Instructions for the task: Count the lines in the data below that contain the string "Query", matching case exactly, and give only the number.

Dataset records:
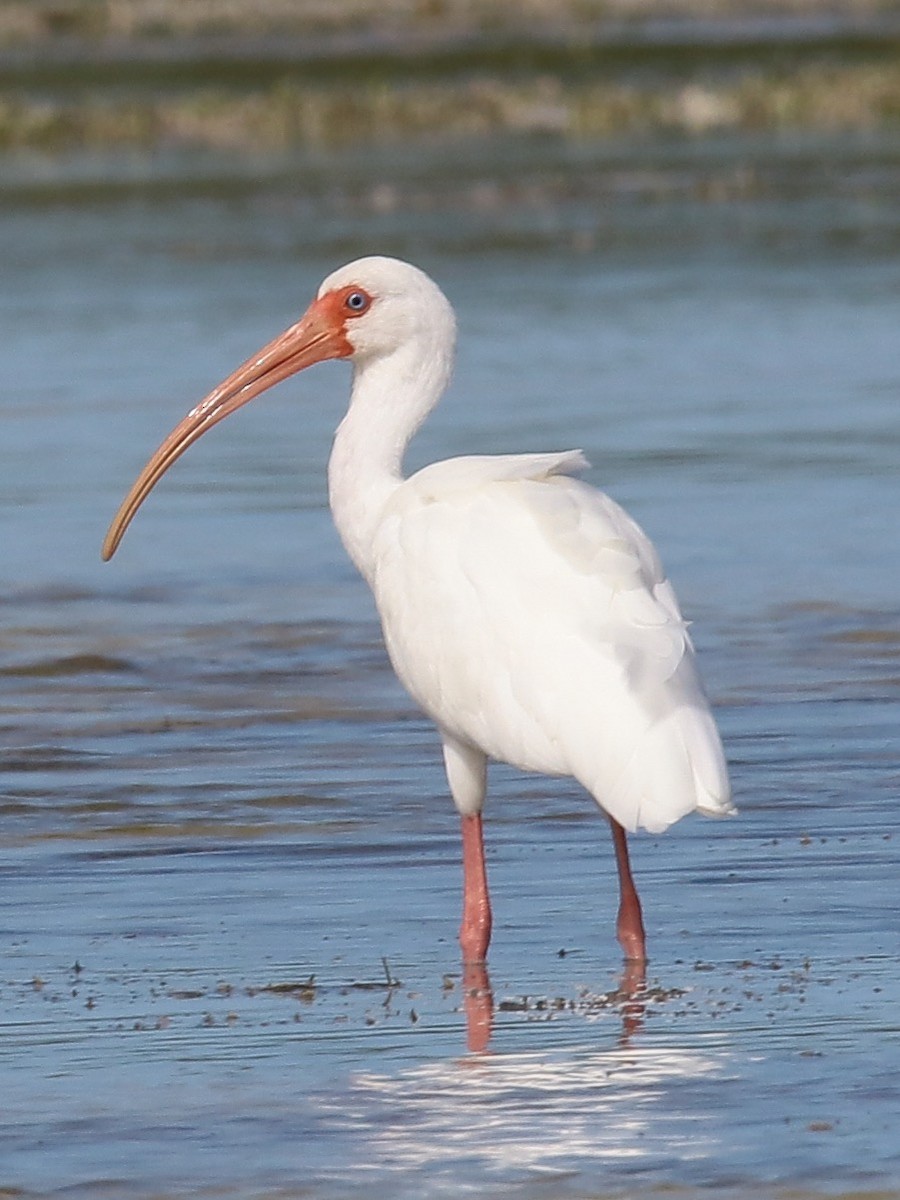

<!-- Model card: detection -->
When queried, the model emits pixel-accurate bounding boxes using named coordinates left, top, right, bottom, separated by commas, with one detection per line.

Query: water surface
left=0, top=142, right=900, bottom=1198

==

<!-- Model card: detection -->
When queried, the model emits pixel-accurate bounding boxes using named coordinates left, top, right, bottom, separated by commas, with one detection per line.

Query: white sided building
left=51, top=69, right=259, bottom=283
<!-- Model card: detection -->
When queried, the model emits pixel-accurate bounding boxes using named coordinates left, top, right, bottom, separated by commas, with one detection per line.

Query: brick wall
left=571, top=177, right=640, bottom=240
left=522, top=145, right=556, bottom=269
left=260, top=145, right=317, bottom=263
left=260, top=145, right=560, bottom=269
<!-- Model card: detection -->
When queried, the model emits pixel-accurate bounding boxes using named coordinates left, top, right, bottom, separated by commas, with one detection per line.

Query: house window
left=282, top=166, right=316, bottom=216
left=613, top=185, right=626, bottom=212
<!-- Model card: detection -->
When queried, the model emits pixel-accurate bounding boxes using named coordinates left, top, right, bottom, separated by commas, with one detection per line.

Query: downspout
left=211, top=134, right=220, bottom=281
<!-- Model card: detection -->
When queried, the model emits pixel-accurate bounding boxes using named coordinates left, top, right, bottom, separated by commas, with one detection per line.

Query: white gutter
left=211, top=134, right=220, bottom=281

...

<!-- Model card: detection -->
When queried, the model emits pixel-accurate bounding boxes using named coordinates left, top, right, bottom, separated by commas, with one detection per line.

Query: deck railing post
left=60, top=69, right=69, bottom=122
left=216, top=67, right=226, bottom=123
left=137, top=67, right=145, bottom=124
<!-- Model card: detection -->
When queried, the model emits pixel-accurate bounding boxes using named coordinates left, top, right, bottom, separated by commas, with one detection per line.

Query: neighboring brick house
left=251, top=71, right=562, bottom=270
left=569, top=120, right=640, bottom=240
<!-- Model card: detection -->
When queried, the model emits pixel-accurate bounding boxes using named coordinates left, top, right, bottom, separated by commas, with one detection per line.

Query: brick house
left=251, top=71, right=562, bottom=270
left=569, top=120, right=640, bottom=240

Expected answer: 9